Text segment>
In a recent randomized, single-blind, controlled, clinical trial, 187 postmenopausal women reporting at least 7 hot flashes per day received five weekly sessions of either clinical hypnosis or structured-attention control. Hot flash score were assessed by daily diaries on weeks 2 to 6 and at week 12.

At the12 week follow up, women receiving the clinical hypnosis intervention reported a mean reduction in hot flash frequency of 74.16% versus17.13% for the controls (P < 0.001).  For women in the hypnosis group, hot flash scores decreased by 80.32% versus 15.38% in the control group (P < 0.001). Women in the hypnosis group were also more likely than the controls to report decreased hot flash-related interference, improvement in sleep quality, and treatment satisfaction.

Things to do>
**1)** Quote the hypnosis trial summary from "At the12 week" to "and treatment satisfaction.".
**2)** Decide whether each statement agrees with the hypnosis trial summary, answering yes or no and quoting the deciding words: (a) The trial included 187 postmenopausal women. (b) Participants attended daily sessions. (c) Women in the hypnosis group were more likely than the controls to report better sleep quality.
**3)** Carry on the hypnosis trial summary from its final sentence.
The records have no connection to the hypnosis trial summary.

Collected data entries>
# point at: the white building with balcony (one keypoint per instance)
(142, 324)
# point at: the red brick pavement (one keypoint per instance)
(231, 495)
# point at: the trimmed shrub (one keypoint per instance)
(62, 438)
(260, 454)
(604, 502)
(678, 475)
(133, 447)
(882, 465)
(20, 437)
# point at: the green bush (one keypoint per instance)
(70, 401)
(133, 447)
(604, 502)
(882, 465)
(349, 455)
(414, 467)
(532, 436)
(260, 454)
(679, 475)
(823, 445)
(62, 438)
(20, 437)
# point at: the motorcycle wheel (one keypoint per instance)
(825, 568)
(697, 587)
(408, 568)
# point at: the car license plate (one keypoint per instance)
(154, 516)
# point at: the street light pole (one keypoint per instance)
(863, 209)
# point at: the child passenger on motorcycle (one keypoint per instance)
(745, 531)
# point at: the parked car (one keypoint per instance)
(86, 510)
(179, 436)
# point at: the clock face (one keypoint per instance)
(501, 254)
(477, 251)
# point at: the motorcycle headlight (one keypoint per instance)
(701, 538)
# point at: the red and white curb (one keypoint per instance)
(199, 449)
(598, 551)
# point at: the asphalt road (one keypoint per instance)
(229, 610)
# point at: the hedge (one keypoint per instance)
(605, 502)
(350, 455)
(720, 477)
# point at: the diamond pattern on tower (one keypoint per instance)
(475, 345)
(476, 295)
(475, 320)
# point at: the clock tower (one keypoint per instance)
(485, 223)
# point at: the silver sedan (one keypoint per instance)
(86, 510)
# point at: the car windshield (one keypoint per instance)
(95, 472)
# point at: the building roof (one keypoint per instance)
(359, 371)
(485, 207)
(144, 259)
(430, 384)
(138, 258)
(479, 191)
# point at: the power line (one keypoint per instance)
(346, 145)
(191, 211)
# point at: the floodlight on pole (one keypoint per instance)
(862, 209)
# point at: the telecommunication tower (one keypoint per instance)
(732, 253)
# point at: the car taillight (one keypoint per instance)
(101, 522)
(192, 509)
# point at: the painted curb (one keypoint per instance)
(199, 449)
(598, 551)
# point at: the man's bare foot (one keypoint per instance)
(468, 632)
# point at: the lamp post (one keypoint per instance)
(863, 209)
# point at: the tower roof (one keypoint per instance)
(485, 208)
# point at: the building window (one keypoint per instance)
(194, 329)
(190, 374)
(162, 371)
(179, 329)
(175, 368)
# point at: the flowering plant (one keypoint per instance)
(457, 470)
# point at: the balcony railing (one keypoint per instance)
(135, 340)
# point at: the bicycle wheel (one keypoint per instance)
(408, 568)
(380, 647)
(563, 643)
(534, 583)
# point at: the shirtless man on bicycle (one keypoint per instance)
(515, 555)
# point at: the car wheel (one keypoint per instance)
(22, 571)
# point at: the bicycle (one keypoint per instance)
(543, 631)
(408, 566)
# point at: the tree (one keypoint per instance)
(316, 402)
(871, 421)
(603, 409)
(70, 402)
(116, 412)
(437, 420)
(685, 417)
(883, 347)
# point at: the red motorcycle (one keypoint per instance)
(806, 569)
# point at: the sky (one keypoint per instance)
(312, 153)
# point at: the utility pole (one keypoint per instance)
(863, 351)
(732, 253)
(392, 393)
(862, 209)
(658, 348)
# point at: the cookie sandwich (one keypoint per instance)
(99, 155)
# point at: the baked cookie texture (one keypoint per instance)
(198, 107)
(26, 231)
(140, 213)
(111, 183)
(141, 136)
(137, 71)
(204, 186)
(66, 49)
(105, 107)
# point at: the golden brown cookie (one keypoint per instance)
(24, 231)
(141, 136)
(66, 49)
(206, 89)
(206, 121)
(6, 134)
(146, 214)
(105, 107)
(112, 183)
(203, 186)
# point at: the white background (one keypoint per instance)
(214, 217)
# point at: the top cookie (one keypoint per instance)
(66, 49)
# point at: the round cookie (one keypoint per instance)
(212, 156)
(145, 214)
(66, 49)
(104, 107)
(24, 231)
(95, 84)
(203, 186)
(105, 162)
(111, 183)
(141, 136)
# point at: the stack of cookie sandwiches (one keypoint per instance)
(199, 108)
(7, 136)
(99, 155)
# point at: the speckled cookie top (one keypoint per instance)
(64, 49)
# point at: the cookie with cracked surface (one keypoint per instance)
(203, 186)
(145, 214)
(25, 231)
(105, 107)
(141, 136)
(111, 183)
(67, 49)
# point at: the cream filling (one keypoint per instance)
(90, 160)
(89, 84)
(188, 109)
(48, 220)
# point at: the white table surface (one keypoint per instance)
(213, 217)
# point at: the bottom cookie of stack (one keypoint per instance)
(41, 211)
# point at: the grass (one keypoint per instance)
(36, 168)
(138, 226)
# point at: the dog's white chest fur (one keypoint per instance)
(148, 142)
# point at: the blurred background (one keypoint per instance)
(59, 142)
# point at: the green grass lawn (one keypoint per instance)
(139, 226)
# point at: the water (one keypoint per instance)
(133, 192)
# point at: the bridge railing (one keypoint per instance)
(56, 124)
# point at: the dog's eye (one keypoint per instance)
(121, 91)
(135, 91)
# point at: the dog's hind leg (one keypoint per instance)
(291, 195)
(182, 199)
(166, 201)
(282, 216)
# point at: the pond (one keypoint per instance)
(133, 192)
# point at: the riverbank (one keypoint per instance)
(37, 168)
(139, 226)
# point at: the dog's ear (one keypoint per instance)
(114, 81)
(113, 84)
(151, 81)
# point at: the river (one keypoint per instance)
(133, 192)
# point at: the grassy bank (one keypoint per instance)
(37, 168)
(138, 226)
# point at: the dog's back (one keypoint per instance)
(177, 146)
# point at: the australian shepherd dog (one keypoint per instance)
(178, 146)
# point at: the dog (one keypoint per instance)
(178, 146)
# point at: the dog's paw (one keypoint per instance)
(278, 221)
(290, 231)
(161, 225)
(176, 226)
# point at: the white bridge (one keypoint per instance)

Task-by-task answers>
**1)**
At the12 week follow up, women receiving the clinical hypnosis intervention reported a mean reduction in hot flash frequency of 74.16% versus17.13% for the controls (P < 0.001).  For women in the hypnosis group, hot flash scores decreased by 80.32% versus 15.38% in the control group (P < 0.001). Women in the hypnosis group were also more likely than the controls to report decreased hot flash-related interference, improvement in sleep quality, and treatment satisfaction.

**2)**
(a) Yes: "187 postmenopausal women"
(b) No: "five weekly sessions"
(c) Yes: "improvement in sleep quality"

**3)**
This study indicates that clinical hypnosis may be a useful option for the management of menopausal hot flashes.  One of the most encouraging aspects of this study is that the effects of hypnosis on hot flashes persisted beyond the active treatment phase.  In a recent study where hot flashes improved after treatment with the SSRI, escitalopram, about one third of the women experienced a relapse of their vasomotor symptoms within three weeks of discontinuing the medication.  The present study indicated there was no change in hot flash scores measured six weeks after the last hypnosis session.  How long the positive effects of clinical hypnosis may last we do not yet know; this will undoubtedly be a topic of further study.

Ruta Nonacs, MD PhD

Elkins GR, Fisher WI, JohnsonAK, et al. Clinical Hypnosis in the Treatment of Postmenopausal Hot Flashes: A Randomized Controlled Trial.  Menopause. 2013;20(3):291-298.